* Questions
1 – In the article about the mobile eye clinic, how many Manitoba schools does the team expect to visit this academic year?
2 – Duplicate a passage from the article about the mobile eye clinic word for word, beginning at the words "Seeing leads to" and stopping after "behaviour and self-esteem.".
3 – Pick up the article about the mobile eye clinic after its last sentence and write what comes next.

*** Text block Section Begins ***

Mobile clinic has vision of bringing eye care to high-needs schools across Manitoba | CBC News
[ad_1]
It’s only the second week of the academic year, but a mobile clinic that provides eye exams and prescription glasses at Manitoba schools is already visiting its second rural school of the year.
Until now, the Mobile Vision Care Clinic has been so busy serving high-needs Winnipeg schools that it hasn’t been able to expand beyond the city.
“We deal with mostly vulnerable and marginalized [students],” clinic founder and optician Sean Sylvestre said Thursday while visiting Ruth Hooker Elementary School in Selkirk, just north of Winnipeg.
“I’m just passionate about making sure that we remove these barriers and that we ensure that these children have access to care.”
He and his team expect to visit about 100 Manitoba schools this academic year and test approximately 12,000 students. Up to 70 per cent will have some vision problems and a third will need glasses.
For the majority, this will be their first eye exam.
“These are families who maybe don’t have a car, so they’re trying to get to an appointment on the bus or they work three jobs,” said Sylvestre.
“So by us bringing it [the clinic] here, we’re able to test them through the licensed optometrist that works with us. And then if they need glasses, we make sure they get them.”
Eight years ago, Sylvestre was approached by Peter Correia, principal at Mulvey Elementary School in Winnipeg’s downtown. Correia had been taking students for eye exams after school, on his own time, because he saw the need.
Together, they developed a vision for a mobile clinic that could provide eye exams and prescription glasses at schools.
They pitched the idea to the Winnipeg School Division, and the program took off, said Correia.
While it’s been operating since 2017, it’s expanding outside of Winnipeg for the first time this year.
Seeing leads to succeeding
Correia, who has been a principal for two decades, sees the benefits first-hand — improvements not just in literacy, but also in attendance, behaviour and self-esteem.
“When they get their glasses, we see a huge difference in academics … because they’re able to know letter sounds and understand the words,” he said, adding early intervention is crucial.
“And then behaviourally … we know that sometimes students unfortunately do act out because they just don’t want to do the work. They want to kind of divert attention away,” he said.
But with vision issues addressed, “they don’t need to do that because they know that, ‘Yeah, I can do this.'”
Research has found connections between vision problems and poor school performance. While eye tests for children are covered in most provinces, one industry group estimates that 25 per cent of school-age kids have a vision problem but only 14 per cent have had an eye exam by the age of six.
The Manitoba mobile clinic’s optometrist receives fees for exams only, not from the sale of glasses. The clinic provides glasses at 65 per cent off, but for families who don’t have insurance and can’t afford to buy them, the clinic donates them with the support of an international eyeglass foundation.
Sylvestre has a long wait list of rural and First Nations schools to visit. He would love to expand but needs more optometrists interested in joining his team.

*** Text block Section Ends ***
*** Listed entries Section Begins ***

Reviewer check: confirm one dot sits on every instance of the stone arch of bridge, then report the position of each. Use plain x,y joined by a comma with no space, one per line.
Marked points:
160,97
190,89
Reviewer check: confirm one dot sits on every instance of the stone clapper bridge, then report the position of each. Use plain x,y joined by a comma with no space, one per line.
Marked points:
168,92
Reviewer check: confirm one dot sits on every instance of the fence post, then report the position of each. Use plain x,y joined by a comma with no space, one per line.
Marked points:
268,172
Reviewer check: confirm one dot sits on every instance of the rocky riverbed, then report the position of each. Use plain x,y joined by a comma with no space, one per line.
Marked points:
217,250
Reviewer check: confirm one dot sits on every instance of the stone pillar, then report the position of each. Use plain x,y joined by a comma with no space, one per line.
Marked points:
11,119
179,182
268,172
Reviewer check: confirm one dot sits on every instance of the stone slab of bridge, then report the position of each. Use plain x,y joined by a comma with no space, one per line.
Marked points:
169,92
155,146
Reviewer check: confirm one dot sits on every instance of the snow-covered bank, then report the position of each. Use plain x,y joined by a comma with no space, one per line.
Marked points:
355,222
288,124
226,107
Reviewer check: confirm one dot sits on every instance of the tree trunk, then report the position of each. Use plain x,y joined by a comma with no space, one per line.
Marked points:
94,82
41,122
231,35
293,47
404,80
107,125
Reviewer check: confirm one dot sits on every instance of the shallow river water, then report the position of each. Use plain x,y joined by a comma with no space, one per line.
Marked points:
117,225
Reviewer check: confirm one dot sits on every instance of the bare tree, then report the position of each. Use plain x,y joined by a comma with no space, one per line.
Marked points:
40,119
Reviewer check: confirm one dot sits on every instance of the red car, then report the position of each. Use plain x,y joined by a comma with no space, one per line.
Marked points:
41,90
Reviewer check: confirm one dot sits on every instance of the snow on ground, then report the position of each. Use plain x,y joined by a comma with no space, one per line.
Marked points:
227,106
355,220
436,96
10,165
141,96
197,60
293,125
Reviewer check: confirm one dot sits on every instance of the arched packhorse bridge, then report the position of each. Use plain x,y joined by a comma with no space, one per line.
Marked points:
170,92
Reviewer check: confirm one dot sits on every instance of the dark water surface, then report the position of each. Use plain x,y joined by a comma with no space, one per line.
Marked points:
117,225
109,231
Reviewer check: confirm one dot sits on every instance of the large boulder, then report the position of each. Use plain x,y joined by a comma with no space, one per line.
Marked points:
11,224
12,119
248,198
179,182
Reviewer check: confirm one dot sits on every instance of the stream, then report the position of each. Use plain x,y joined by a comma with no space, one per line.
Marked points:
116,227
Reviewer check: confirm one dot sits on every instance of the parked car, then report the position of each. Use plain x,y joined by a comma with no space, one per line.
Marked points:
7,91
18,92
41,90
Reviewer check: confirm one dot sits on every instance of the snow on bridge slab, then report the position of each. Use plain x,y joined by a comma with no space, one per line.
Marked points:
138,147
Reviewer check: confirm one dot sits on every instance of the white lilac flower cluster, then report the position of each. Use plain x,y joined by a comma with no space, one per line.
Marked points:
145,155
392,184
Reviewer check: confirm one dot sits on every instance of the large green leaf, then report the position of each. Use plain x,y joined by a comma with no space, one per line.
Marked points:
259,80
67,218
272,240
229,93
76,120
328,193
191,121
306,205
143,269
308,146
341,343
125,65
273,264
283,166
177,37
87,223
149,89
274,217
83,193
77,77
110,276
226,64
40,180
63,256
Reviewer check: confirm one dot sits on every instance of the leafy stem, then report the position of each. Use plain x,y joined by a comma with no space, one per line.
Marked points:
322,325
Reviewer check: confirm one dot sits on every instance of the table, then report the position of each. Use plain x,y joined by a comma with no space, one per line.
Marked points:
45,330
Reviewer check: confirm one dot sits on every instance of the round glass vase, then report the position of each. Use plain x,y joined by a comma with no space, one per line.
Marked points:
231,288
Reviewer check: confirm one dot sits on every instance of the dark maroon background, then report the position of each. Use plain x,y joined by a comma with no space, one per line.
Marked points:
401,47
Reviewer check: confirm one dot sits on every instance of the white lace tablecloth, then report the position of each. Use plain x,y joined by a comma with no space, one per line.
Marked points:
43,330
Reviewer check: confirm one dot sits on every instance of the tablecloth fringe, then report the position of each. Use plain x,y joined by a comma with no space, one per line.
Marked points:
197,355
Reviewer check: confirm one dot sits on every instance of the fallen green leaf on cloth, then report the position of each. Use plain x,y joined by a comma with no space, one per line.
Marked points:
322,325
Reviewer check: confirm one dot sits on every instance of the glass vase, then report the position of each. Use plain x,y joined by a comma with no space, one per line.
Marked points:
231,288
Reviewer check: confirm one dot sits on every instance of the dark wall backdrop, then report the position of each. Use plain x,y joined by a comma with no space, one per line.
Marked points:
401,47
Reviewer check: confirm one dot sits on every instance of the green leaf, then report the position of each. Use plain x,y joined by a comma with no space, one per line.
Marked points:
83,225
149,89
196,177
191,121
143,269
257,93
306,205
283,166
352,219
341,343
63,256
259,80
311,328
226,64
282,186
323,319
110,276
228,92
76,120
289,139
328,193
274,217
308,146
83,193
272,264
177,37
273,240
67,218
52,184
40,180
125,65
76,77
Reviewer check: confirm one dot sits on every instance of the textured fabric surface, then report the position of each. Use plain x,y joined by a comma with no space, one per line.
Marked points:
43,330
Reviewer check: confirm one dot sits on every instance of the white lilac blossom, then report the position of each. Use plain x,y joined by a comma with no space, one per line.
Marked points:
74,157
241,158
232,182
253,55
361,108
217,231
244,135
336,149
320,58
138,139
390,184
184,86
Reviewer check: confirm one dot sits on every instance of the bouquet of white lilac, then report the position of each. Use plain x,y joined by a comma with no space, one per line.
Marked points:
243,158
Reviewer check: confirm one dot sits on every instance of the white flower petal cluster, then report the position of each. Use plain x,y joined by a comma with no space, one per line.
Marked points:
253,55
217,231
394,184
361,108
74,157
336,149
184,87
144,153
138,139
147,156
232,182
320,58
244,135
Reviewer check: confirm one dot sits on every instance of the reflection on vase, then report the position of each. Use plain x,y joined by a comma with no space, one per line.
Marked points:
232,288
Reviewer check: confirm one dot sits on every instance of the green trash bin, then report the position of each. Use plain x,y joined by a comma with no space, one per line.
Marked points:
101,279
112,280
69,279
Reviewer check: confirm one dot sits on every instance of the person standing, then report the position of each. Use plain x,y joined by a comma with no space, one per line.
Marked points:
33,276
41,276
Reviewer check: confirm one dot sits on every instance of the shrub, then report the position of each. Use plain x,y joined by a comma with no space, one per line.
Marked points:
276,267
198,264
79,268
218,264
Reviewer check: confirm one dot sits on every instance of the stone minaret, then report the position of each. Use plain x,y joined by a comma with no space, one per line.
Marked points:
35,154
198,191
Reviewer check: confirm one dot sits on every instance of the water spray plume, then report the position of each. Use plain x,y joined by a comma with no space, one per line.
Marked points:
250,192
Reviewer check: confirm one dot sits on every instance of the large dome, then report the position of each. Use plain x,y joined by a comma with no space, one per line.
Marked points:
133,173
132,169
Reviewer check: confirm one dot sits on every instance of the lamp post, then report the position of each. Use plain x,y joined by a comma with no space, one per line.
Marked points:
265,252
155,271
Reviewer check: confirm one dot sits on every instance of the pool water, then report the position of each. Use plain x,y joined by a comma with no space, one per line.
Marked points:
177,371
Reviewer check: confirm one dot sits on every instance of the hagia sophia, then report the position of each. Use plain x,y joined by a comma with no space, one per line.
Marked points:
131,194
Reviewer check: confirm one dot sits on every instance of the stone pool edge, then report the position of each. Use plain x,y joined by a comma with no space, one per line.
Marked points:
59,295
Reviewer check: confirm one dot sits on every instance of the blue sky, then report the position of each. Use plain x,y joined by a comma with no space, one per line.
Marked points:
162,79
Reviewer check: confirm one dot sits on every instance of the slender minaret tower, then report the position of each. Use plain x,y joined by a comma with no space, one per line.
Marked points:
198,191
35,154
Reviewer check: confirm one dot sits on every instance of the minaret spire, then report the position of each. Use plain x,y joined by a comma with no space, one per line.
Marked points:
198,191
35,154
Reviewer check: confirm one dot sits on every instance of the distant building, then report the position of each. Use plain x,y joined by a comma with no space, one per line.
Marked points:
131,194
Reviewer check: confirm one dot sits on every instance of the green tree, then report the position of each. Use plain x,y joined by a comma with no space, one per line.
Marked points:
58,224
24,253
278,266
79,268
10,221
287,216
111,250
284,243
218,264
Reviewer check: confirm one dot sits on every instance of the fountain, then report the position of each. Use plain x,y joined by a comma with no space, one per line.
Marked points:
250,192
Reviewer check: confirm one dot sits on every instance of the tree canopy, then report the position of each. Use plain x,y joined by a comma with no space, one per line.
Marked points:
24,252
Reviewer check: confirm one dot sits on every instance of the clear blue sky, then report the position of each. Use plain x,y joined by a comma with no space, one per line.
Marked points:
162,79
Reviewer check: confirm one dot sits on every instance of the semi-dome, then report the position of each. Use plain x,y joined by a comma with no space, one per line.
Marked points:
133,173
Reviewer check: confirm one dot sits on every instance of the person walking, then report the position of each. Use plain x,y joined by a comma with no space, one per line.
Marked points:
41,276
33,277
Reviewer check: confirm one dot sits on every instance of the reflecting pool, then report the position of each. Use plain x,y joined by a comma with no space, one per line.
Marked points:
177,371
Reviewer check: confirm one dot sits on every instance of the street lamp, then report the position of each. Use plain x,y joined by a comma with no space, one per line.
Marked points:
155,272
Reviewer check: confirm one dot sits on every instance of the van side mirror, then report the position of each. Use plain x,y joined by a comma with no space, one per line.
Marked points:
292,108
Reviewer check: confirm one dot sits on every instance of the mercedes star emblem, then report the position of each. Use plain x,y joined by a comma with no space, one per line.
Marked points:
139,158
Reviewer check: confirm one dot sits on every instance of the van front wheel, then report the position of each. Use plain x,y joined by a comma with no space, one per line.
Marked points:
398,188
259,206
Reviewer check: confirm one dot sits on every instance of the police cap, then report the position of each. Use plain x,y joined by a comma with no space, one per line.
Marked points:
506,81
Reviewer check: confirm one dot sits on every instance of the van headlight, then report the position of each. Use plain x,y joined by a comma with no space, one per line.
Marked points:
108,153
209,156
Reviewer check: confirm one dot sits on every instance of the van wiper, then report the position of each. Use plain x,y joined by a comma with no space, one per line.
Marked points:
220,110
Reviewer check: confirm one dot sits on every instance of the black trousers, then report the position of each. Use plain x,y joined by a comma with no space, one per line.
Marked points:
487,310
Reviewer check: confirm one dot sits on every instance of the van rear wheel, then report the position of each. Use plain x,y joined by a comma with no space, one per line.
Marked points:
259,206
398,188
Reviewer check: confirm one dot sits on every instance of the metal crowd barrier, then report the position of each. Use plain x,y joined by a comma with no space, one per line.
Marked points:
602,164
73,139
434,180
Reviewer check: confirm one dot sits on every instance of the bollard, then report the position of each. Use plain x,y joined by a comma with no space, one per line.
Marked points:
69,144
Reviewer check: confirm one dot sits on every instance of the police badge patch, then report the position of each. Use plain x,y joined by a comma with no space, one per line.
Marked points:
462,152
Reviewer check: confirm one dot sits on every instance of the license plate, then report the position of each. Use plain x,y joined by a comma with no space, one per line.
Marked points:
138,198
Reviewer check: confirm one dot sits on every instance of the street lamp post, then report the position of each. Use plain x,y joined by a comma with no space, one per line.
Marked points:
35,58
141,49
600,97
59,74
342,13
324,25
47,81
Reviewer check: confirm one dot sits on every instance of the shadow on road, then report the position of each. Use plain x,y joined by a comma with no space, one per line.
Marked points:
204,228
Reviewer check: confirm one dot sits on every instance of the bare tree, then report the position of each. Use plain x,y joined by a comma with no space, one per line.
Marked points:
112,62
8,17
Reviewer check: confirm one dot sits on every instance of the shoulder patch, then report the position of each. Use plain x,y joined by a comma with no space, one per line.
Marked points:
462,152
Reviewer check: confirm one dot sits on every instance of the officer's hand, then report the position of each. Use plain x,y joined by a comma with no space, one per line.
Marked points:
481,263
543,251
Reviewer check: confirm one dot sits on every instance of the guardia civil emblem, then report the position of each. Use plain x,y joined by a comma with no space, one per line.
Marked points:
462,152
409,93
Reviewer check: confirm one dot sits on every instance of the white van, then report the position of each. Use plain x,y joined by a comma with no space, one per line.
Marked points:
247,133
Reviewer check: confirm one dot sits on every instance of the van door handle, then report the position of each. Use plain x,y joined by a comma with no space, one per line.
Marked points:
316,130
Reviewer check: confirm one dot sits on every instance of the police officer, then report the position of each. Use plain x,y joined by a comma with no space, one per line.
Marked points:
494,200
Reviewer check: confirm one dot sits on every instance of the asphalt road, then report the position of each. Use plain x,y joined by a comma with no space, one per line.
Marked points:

*** Listed entries Section Ends ***

* Answers per task
1 – About 100 schools.

2 –
Seeing leads to succeeding
Correia, who has been a principal for two decades, sees the benefits first-hand — improvements not just in literacy, but also in attendance, behaviour and self-esteem.

3 –
‘If you can’t see, you should probably get glasses’
Mulvey School student Joe Reader, 8, says he loves reading “big” books like encyclopedias. He got glasses after a school eye exam two years ago.
“I see stuff that isn’t there when I take them off, and it looks a little blurry too. When I wear my glasses, it doesn’t,” he said.
His mother, Kaori Matuo, said she is grateful the mobile vision clinic caught his problem early.
“We asked him [if] he can see or not and he would say, ‘Yes, yes,'” she said.
“So we thought he didn’t have problems, and then he got his eyes tested at school and he got glasses, and we were surprised.”
Classmate Betel Kelem, 8, also got her glasses after an eye exam by the mobile clinic.
“I picked glasses out and these were perfect for me,” she said. “If you can’t see, you should probably get glasses.”
Back at Ruth Hooker School, seven-year-old Elsa Eleazu found out she needs glasses after her test.
“When it’s far away, I can’t [see]. When it’s close, I can,” she said.
She tried on several pairs but chose a blue pair because her favourite Disney princess — who shares her name — wears a blue dress.
‘Something very magic’
Principal Kristine Duke watched the excited students go through the testing stations, saying she’s grateful the mobile clinic is getting outside of Winnipeg and into rural schools like hers.
“We have a high Indigenous population here — 70 to 80 per cent declared — and we also have newcomer families,” she said.
“So we have families that maybe don’t readily have access to eye doctors, family doctors, the funding for things like that, so this is critical.”
Sylvestre, who has been recognized nationally and provincially for the mobile clinic program, said he was moved by the 2015 Truth and Reconciliation Commission’s calls to action. He sees this work as his contribution.
“We fundamentally believe that vision care and proper vision is a fundamental right for all Canadians,” he said.
As well, “there’s something special about working with students who don’t know that they can’t see and seeing the difference in their lives,” he said.
“When you help change that … there’s just something very magic about that.”